• **WORK INSTRUCTIONS**: Copy the full set of lines exactly as given.

• **EXTRACTED RECORDS**:

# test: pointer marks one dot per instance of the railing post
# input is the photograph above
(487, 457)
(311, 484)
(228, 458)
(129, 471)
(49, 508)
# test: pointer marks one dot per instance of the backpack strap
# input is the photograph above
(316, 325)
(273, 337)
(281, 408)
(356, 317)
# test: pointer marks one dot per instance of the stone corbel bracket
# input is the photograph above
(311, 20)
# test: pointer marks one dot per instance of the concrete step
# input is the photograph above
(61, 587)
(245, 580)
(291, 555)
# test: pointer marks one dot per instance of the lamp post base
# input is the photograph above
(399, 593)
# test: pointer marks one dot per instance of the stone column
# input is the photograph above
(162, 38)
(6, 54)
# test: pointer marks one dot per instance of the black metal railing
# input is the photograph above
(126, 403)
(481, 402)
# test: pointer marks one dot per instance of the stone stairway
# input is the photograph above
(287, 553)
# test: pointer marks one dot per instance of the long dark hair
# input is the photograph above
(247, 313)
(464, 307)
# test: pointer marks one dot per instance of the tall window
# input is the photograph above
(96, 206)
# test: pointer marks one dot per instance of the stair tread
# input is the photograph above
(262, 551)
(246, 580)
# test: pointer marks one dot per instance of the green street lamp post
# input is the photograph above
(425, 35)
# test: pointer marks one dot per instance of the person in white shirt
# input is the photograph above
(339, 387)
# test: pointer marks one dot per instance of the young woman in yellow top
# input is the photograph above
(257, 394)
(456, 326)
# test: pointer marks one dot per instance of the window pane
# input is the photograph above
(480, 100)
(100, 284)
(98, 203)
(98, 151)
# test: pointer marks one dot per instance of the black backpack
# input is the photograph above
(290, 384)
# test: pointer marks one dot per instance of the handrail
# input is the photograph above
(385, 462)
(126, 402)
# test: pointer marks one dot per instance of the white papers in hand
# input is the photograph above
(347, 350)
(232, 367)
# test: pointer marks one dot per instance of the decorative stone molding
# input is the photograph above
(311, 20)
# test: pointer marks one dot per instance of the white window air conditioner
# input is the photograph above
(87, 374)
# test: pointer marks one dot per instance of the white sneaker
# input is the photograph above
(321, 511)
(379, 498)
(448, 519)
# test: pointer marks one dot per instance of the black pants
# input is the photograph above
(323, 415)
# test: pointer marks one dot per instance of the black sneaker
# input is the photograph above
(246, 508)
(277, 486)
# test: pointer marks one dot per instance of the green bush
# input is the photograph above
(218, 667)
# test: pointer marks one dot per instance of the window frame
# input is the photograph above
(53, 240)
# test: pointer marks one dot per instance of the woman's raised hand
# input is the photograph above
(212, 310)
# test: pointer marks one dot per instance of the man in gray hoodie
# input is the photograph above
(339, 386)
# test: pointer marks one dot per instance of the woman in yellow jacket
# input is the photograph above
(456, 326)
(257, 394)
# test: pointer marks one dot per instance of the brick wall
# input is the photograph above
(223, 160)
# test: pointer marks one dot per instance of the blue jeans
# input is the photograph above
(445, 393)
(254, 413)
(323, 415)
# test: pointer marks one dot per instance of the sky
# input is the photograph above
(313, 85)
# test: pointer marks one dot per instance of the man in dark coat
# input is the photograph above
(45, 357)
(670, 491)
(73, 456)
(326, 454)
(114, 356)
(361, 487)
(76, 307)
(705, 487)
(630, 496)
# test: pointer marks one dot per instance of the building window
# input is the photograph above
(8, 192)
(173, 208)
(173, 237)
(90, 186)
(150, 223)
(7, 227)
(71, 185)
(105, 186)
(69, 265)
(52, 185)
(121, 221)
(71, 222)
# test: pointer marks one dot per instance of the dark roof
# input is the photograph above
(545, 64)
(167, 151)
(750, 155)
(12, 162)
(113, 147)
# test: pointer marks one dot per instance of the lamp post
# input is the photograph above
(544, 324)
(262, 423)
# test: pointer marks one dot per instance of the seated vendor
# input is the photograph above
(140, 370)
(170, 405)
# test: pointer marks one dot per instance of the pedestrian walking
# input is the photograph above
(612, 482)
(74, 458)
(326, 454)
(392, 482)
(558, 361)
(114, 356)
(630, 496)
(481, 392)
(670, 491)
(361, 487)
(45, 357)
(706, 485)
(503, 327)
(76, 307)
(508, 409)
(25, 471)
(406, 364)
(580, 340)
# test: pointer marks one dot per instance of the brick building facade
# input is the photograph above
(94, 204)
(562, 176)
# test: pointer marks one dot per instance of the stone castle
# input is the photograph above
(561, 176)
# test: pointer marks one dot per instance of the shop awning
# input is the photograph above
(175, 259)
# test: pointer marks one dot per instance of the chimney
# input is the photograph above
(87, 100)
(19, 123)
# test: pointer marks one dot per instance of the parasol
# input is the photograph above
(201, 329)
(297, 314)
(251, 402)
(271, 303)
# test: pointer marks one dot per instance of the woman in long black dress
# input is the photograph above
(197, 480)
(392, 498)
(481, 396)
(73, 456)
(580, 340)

• **THE SOLUTION**:
# test: pointer marks one dot per instance of the railing post
# input is the photograph above
(487, 457)
(311, 484)
(228, 458)
(129, 471)
(49, 508)
# test: pointer marks one dot per instance of the backpack strap
# input is the photograph above
(316, 325)
(273, 337)
(281, 408)
(356, 317)
# test: pointer marks one dot per instance of the stone corbel bracket
# input is the photograph above
(311, 20)
# test: pointer marks one dot per instance of the concrete step
# input is the photograph above
(61, 587)
(245, 580)
(291, 555)
# test: pointer marks one dot per instance of the lamp post base
# input is the photograph above
(399, 593)
# test: pointer marks one dot per instance of the stone column
# input is the photograph above
(162, 38)
(6, 54)
# test: pointer marks one dot per instance of the black metal railing
# input is the photograph above
(126, 403)
(481, 402)
# test: pointer marks one dot per instance of the stone stairway
# input is the photograph above
(287, 553)
# test: pointer marks one dot per instance of the long dark hair
# input is the photograph above
(247, 313)
(464, 307)
# test: pointer marks one dot per instance of the tall window
# input is the photograph above
(96, 206)
# test: pointer marks one dot per instance of the stair tread
# input is the photograph above
(262, 551)
(246, 580)
# test: pointer marks one dot per instance of the green street lamp post
# input is the photograph above
(425, 35)
# test: pointer marks one dot per instance of the person in white shirt
# input is the photograph above
(339, 387)
# test: pointer marks one dot per instance of the young woman in yellow top
# input is the photograph above
(257, 394)
(456, 326)
# test: pointer marks one dot per instance of the window pane
# input is the photograph above
(480, 100)
(100, 284)
(98, 203)
(98, 151)
# test: pointer marks one dot per instance of the black backpack
# input is the photograph above
(290, 384)
# test: pointer marks one dot per instance of the handrail
# input is the photograph above
(385, 462)
(126, 402)
# test: pointer marks one dot per instance of the white papers in hand
# input is the photograph above
(347, 350)
(232, 367)
# test: pointer marks one dot per instance of the decorative stone molding
# input is the photograph above
(311, 20)
# test: pointer marks one dot per instance of the white window air conditioner
# input is the photograph above
(87, 374)
# test: pointer marks one dot per instance of the white sneaker
# input is the photograph above
(321, 511)
(379, 498)
(448, 519)
# test: pointer marks one dot per instance of the black pants
# input is the photograph above
(323, 415)
# test: pointer marks one dot per instance of the black sneaker
# input is the photograph above
(246, 508)
(277, 486)
# test: pointer marks one dot per instance of the green bush
# input is the photograph above
(218, 667)
# test: pointer marks one dot per instance of the window frame
# input is the photograph above
(53, 240)
# test: pointer marks one dot per instance of the woman's raised hand
# input is the photograph above
(212, 310)
# test: pointer marks one dot per instance of the man in gray hoodie
# input is the photograph above
(339, 386)
# test: pointer marks one dot per instance of the woman in yellow jacket
# input is the photograph above
(456, 326)
(257, 394)
# test: pointer marks one dot per instance of the brick wall
# input is the photograph above
(223, 160)
# test: pointer marks one dot per instance of the blue jeans
# input is the photograph above
(445, 393)
(254, 413)
(323, 415)
# test: pointer marks one dot per instance of the sky
# input is the photograph above
(313, 85)
# test: pointer marks one dot per instance of the man in dark coat
# input is the photograph above
(45, 357)
(670, 491)
(73, 456)
(326, 454)
(114, 356)
(361, 487)
(76, 307)
(705, 487)
(630, 496)
# test: pointer marks one dot per instance of the building window
# input is the photograph above
(8, 192)
(173, 208)
(173, 237)
(90, 186)
(150, 223)
(7, 227)
(71, 185)
(105, 186)
(69, 265)
(52, 185)
(121, 221)
(71, 222)
# test: pointer marks one dot per instance of the dark roof
# input is the photograph above
(545, 64)
(167, 151)
(750, 155)
(12, 162)
(113, 147)
# test: pointer marks one dot per instance of the lamp post
# input is the photograph above
(544, 324)
(262, 423)
# test: pointer marks one dot per instance of the seated vendor
# input is the photograph above
(140, 370)
(170, 405)
# test: pointer marks one dot per instance of the pedestrian walking
# input is the photograph above
(612, 482)
(74, 458)
(326, 454)
(392, 482)
(558, 361)
(114, 356)
(630, 496)
(481, 392)
(670, 491)
(361, 487)
(45, 357)
(706, 485)
(503, 327)
(76, 307)
(508, 409)
(25, 471)
(406, 364)
(580, 340)
# test: pointer marks one dot per instance of the brick building facade
# input is the photograph above
(94, 204)
(562, 176)
# test: pointer marks one dot per instance of the stone castle
# input is the photograph above
(561, 176)
# test: pointer marks one dot per instance of the shop awning
# input is the photograph above
(175, 259)
# test: pointer marks one dot per instance of the chimney
# input is the photograph above
(87, 100)
(19, 123)
# test: pointer marks one dot per instance of the parasol
# input is the photograph above
(201, 329)
(297, 314)
(251, 402)
(271, 303)
# test: pointer marks one dot per instance of the woman in long black dress
# input is the photograph above
(197, 480)
(392, 498)
(481, 396)
(73, 456)
(580, 340)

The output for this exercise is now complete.